Mit der Wünschelrute durchs Wendland

Atomendlager Genaue Untersuchungen zur Sicherheit des Salzstocks sind nicht mehr möglich, weil wichtige Basisdaten verloren gingen oder vernichtet wurden

Neue Castortransporte mit hochradioaktivem Müll werden in diesem Herbst zwar nicht aus der französischen Plutoniumfabrik Cap de La Hague ins niedersächsische Gorleben rollen. Ruhig wird es trotzdem nicht.

Wenn Bundesumweltminister Sigmar Gabriel (SPD) am 2. November auf dem Gelände des Endlagerbergwerks seine Position erläutert hat und statt des Moratoriums für ein Versuchslabor unter Tage plädiert, bekommt die Bürgerinitiative Umweltschutz von unerwarteter Seite Schützenhilfe. Gleich im Anschluss an Gabriels Statement startet sie mit dem früheren stellvertretenden Projektleiter des Schacht Konrad, Volker Eyssen, am Zaun der Baustelle eine Gegenpressekonferenz.

Wie sein Vorgänger Jürgen Trittin (Grüne) macht sich Sigmar Gabriel stark für einen Standortvergleich - den hatte es weder für die Deponie Schacht Konrad in seinem Wahlkreis Salzgitter gegeben, noch für Gorleben. Seit Herbst 2000 ruhen dort die Bauarbeiten unter Tage im Salzbergwerk, das Moratorium hat Gabriel bisher nicht gekippt.

Wichtige Originaldaten zur Geologie der Endlager wurden vernichtet

Sigmar Gabriel möchte - abweichend von den Empfehlungen des Arbeitskreises Endlager (AK End), der unter Rot-Grün die Endlagersuche voranbringen sollte - nicht mehr am Schacht Konrad rütteln. Dort sollen die schwach- und mittelaktiven Abfälle versenkt werden - gegen den Planfeststellungsbeschluss ist jedoch noch eine Klage vor dem Bundesverfassungsgericht anhängig.

++++++

--- Arbeitsauftrag ---
Setze den Text über das Atomendlager Gorleben im Anschluss an seinen letzten Satz fort.

++++++

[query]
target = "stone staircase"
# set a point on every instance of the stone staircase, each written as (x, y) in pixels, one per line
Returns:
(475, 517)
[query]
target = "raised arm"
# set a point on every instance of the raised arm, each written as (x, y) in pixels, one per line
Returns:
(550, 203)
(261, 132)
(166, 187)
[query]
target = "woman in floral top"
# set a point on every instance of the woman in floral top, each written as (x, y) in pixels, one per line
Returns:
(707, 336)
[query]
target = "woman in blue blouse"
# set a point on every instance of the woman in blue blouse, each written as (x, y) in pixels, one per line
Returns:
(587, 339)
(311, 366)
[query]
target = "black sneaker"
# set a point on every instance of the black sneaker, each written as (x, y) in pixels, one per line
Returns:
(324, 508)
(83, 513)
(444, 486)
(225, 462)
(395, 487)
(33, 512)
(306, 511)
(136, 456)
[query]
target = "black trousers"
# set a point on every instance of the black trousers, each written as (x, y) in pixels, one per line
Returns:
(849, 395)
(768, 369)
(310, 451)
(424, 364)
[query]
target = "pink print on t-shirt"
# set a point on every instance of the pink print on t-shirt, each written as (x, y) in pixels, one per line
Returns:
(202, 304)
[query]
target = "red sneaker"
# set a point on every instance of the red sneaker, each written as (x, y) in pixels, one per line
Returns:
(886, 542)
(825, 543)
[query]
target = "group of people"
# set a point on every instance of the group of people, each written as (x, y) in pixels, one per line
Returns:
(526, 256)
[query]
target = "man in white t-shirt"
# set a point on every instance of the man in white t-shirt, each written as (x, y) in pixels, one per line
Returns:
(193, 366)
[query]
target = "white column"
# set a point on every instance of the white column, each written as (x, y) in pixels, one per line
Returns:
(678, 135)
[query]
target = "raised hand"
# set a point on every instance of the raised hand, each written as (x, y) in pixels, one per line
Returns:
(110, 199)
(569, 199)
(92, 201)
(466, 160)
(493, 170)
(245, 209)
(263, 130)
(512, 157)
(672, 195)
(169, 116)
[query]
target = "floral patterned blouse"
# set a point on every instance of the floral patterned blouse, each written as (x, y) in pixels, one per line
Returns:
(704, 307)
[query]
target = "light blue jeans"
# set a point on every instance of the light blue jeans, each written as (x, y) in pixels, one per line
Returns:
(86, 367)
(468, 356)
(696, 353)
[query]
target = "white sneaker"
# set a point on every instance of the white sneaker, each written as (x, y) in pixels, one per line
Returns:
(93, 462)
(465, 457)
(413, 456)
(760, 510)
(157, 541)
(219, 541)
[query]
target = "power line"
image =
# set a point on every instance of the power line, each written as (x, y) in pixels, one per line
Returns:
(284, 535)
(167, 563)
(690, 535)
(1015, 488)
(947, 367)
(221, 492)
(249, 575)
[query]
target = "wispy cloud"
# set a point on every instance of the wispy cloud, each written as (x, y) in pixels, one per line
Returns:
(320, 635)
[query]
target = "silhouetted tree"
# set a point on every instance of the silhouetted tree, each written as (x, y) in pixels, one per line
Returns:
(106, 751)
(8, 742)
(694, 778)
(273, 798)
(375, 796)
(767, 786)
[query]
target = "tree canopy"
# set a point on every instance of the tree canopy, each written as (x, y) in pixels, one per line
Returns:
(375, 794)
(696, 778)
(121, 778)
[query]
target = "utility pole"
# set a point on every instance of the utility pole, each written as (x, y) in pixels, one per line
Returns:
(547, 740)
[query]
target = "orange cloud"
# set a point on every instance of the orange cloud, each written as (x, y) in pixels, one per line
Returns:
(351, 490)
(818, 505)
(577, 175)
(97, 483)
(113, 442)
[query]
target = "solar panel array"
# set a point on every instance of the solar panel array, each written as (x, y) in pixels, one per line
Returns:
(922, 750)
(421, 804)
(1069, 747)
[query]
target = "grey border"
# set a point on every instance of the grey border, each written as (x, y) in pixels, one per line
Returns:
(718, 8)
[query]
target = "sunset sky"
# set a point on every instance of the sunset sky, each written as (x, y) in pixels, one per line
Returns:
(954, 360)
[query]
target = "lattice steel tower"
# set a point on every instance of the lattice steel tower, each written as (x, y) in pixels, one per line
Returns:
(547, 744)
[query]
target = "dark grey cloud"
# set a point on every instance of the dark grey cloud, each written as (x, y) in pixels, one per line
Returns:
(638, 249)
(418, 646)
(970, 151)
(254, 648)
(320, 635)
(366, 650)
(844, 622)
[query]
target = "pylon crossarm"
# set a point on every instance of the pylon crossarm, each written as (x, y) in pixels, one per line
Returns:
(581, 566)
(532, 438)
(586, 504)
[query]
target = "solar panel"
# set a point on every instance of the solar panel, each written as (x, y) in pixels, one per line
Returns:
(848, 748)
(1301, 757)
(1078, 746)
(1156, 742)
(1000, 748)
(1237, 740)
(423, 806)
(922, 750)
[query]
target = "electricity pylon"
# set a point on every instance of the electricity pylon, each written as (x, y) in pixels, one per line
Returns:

++++++

--- Schriftliche Antwort ---
Den streitfreudigen Lüchow-Dannenbergern will Gabriel persönlich erläutern, warum ein Salzstock mit Wasserkontakt, der sich eigentlich als Endlagerformation erledigt hat, weiter in den seit Jahren versprochenen Vergleich einbezogen werden soll. In einem Positionspapier zur Endlagersuche formulierte er noch drastischer: "Im Rahmen des Auswahlverfahrens ist daher zu prüfen, ob sich gegenüber diesem Standort Vorhabensalternativen aufdrängen (sic!), die ein höheres Sicherheitspotenzial erwarten lassen, beziehungsweise aufweisen."

Bis Ende 2007 sollten Standortalternativen in Ton,- Granit- und Salzgestein benannt werden ("geologische Suchräume"); findet sich was, wird gebohrt und verglichen. Wenn nicht, bliebe es ohnehin bei Gorleben. Der Zeitplan, den der AK End vorgegeben hatte, spielt offensichtlich keine Rolle mehr, auch Gabriel schiebt das Thema gern auf die lange Bank.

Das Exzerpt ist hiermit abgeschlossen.